__What is required__. Rewrite part of the material below as a Markdown table with the columns Row and Line. Begin at the line containing "The service SHOULD locate every instance of the small thorn" and continue through the line containing "[[388, 138]]", numbering each line and omitting any blank ones.

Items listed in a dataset

- - - - -

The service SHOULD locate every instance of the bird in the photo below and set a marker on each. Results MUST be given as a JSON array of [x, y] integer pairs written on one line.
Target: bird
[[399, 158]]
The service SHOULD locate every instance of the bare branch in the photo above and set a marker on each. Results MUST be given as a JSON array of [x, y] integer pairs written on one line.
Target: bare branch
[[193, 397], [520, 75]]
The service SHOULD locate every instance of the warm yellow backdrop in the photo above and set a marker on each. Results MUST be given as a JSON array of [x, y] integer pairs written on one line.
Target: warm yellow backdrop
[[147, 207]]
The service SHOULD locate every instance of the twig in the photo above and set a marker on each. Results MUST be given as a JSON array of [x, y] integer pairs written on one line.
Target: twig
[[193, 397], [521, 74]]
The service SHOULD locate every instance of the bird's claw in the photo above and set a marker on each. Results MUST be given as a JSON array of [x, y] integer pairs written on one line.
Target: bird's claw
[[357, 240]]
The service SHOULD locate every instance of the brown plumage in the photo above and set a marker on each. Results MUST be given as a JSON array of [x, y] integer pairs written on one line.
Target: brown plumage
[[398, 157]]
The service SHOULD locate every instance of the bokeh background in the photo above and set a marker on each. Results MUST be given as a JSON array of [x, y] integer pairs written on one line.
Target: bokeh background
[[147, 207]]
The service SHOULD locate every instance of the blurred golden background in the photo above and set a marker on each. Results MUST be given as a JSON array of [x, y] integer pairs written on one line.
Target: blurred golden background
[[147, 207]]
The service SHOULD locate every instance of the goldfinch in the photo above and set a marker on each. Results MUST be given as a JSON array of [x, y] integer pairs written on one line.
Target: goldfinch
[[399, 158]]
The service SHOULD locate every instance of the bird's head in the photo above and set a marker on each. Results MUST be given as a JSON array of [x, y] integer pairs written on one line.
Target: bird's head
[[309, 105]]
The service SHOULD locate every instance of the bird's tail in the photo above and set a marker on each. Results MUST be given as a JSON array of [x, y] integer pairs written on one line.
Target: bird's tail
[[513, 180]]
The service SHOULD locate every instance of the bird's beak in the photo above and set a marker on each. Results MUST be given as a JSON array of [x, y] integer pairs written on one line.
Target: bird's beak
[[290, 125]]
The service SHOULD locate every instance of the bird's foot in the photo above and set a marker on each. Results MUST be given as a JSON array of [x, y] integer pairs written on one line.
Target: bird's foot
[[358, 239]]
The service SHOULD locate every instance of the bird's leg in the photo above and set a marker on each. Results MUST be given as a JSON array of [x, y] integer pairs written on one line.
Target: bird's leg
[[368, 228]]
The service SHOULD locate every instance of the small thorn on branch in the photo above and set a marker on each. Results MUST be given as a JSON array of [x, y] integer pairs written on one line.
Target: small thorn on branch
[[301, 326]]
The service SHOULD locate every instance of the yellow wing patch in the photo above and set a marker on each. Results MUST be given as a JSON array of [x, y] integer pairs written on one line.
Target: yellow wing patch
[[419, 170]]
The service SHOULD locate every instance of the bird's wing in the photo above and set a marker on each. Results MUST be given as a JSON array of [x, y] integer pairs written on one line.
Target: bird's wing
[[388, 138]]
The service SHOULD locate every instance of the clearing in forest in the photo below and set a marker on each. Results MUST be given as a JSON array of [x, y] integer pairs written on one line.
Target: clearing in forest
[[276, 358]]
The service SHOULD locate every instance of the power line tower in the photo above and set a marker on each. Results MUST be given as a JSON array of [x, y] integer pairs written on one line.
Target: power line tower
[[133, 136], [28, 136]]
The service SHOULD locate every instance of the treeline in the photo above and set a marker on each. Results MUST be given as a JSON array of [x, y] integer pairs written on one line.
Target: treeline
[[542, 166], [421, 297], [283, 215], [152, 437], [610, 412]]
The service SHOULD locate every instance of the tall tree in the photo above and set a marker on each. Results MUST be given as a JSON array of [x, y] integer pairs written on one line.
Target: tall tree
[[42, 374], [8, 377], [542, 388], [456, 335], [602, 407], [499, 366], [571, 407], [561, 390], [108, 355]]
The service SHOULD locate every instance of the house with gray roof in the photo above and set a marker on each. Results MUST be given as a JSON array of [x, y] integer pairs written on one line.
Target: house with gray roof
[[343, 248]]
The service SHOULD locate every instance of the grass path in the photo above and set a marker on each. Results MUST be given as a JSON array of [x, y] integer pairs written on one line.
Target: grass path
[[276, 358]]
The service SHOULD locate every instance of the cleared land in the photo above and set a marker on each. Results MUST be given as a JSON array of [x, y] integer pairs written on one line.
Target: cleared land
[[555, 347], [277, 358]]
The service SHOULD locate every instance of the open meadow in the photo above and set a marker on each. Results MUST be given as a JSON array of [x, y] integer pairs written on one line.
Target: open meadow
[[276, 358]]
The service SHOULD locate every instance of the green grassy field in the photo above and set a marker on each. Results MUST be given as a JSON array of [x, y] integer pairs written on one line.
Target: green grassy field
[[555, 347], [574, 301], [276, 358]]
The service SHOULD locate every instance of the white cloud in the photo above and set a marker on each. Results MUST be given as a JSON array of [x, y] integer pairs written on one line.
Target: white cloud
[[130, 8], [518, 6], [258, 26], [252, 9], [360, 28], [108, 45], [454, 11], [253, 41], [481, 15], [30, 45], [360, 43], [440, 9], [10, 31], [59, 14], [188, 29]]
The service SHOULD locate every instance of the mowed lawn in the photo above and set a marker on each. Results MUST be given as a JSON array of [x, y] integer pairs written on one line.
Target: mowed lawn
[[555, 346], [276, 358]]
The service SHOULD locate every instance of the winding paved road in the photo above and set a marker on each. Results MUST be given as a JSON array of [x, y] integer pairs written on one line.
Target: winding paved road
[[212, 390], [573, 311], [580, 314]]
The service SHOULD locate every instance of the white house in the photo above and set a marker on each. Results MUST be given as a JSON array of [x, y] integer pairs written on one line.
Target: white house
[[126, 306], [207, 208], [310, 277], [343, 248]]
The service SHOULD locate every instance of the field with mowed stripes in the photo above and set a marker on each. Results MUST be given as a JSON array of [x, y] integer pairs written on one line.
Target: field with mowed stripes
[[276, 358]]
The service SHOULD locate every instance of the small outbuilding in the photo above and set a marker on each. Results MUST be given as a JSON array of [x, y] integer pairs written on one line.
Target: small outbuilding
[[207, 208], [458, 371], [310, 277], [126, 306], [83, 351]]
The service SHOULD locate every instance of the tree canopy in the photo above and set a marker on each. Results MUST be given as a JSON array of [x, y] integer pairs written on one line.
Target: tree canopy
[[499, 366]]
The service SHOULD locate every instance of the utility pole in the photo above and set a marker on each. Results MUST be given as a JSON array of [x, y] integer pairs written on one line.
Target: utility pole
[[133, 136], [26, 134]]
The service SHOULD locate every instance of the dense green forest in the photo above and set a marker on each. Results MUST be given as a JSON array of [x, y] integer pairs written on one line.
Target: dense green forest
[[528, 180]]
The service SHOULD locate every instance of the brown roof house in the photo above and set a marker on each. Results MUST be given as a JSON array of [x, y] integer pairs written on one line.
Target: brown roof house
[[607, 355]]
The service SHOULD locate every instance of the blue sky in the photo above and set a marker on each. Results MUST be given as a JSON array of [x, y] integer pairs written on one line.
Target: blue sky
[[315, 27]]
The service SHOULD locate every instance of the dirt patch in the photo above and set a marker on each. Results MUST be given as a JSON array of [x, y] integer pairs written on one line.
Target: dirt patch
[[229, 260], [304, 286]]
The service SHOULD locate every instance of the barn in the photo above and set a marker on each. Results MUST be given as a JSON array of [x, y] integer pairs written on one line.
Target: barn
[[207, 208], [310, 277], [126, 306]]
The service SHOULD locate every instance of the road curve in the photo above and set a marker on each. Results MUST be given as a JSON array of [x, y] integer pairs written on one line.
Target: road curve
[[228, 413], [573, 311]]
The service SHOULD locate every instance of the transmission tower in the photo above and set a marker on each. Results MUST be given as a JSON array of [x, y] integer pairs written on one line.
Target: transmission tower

- - - - -

__The reply__.
| Row | Line |
|---|---|
| 1 | The service SHOULD locate every instance of the small thorn on branch in the photo above and set a marker on each. Results MUST be given as a JSON array of [x, y] integer pairs written on one line. |
| 2 | Target: small thorn on branch |
| 3 | [[301, 326]] |
| 4 | The service SHOULD locate every instance of the yellow wing patch in the photo above and set a marker on each. Results MUST be given as a JSON array of [x, y] integer pairs written on one line. |
| 5 | Target: yellow wing patch |
| 6 | [[419, 170]] |
| 7 | The service SHOULD locate every instance of the bird's wing in the photo above and set a marker on each. Results MUST be given as a JSON array of [x, y] integer pairs written on one line. |
| 8 | Target: bird's wing |
| 9 | [[388, 138]] |